To do |
Every line of the records below that holds the word "shade" should be copied out.

### Data extract

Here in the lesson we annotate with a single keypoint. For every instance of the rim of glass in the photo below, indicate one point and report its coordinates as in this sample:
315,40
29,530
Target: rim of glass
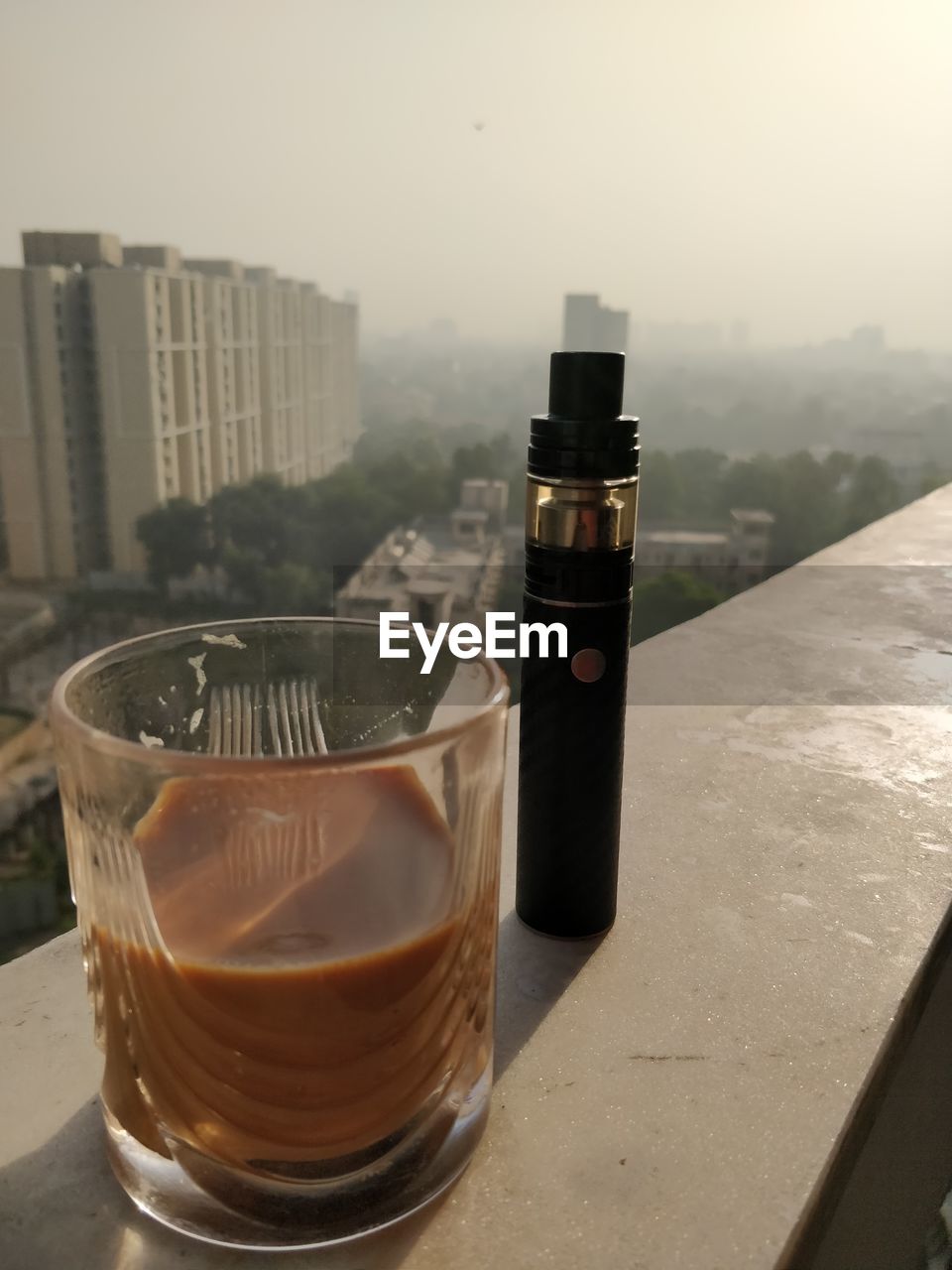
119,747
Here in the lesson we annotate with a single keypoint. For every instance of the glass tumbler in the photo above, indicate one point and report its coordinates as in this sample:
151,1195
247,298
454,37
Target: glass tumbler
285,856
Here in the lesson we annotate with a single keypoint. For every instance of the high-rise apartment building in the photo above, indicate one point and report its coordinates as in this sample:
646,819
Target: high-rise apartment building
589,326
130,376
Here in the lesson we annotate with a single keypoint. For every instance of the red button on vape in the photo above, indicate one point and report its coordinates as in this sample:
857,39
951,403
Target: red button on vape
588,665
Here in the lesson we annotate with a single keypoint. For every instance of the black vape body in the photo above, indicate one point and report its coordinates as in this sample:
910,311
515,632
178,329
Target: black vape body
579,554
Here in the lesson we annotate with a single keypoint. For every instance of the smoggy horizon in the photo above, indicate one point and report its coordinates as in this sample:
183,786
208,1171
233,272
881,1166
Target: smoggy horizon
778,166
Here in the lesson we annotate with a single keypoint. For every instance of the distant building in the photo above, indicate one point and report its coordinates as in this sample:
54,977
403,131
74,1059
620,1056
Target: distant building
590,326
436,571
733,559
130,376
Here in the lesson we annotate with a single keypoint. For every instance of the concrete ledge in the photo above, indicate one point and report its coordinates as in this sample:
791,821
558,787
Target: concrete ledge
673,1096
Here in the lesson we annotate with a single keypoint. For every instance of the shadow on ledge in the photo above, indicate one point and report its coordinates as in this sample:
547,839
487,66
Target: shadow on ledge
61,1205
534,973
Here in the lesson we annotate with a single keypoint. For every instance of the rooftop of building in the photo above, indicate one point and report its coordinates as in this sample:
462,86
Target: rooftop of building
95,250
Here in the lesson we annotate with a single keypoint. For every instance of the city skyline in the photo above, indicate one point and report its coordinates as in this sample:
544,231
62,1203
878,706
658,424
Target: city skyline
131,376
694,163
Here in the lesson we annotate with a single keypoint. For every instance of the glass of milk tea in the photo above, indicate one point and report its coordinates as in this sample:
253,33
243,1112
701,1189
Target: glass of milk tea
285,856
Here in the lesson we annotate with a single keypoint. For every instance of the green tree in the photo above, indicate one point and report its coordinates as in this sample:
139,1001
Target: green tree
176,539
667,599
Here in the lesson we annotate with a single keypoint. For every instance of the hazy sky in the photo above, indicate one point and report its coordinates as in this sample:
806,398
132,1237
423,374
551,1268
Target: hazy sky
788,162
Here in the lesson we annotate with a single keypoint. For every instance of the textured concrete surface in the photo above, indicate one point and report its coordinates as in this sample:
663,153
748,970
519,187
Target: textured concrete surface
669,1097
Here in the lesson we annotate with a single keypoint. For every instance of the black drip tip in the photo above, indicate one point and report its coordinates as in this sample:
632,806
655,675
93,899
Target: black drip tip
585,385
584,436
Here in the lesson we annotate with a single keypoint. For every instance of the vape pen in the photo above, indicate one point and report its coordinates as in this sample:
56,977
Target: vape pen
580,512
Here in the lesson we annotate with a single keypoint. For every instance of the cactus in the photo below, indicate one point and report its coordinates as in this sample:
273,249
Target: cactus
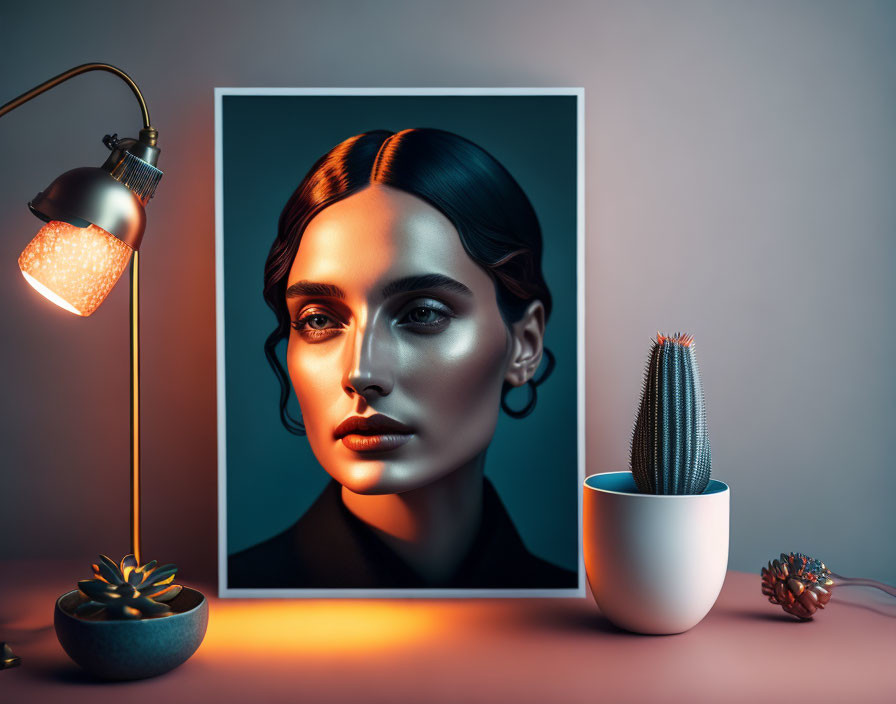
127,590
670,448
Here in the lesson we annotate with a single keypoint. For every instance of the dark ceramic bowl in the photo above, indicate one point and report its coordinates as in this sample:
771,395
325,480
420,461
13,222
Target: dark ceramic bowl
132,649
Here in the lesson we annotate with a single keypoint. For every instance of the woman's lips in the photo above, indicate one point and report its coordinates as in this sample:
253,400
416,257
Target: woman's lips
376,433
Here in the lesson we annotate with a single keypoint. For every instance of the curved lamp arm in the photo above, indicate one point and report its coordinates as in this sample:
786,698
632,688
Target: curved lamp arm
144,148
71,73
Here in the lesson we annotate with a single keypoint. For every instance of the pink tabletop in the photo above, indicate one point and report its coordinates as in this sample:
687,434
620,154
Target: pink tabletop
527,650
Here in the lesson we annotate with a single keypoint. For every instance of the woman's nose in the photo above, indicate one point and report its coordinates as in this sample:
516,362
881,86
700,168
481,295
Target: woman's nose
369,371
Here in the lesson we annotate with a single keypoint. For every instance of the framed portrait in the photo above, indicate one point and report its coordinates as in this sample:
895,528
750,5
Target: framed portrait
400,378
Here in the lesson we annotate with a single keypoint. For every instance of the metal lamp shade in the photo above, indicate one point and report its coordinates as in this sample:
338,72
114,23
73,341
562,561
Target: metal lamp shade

######
### Data extract

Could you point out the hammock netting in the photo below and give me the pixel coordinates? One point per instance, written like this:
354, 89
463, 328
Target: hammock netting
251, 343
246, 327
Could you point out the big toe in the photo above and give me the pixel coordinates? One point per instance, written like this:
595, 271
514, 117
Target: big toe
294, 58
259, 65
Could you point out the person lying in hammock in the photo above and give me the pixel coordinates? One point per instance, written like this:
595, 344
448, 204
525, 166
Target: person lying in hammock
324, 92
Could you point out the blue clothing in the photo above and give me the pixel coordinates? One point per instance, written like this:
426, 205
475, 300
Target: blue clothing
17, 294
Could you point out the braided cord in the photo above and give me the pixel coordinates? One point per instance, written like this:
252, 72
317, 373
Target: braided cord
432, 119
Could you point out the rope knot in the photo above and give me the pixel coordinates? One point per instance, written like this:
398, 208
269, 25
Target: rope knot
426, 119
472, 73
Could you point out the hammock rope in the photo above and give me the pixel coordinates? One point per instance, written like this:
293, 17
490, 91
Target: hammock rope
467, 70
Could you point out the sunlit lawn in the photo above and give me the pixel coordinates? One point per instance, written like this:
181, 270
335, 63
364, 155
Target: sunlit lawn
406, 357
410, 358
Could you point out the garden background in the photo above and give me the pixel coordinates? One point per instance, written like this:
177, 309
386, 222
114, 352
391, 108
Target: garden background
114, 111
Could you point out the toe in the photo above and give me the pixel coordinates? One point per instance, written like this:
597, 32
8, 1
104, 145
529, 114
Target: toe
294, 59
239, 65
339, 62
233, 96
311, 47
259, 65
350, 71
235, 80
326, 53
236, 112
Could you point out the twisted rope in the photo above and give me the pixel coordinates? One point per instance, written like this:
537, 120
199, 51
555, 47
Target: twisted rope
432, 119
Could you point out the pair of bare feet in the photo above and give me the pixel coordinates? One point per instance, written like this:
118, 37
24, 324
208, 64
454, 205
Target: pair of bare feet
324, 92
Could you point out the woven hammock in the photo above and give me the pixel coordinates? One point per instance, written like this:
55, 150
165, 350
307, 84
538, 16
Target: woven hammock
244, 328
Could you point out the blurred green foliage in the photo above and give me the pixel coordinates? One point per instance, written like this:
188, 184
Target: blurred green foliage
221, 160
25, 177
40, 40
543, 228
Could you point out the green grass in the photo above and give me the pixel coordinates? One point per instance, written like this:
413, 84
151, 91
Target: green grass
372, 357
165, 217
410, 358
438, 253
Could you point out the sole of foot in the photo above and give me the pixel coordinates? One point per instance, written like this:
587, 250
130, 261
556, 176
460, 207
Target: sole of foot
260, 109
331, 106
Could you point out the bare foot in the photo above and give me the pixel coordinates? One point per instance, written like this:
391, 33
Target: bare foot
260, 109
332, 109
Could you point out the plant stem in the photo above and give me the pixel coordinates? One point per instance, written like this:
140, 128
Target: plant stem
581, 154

######

Written solution |
Here in the lesson we annotate with a single keypoint. For every instance of the metal lamp shade in the photo above, indicate one point and report its coordinates as in this sample:
Target: metal lamp shade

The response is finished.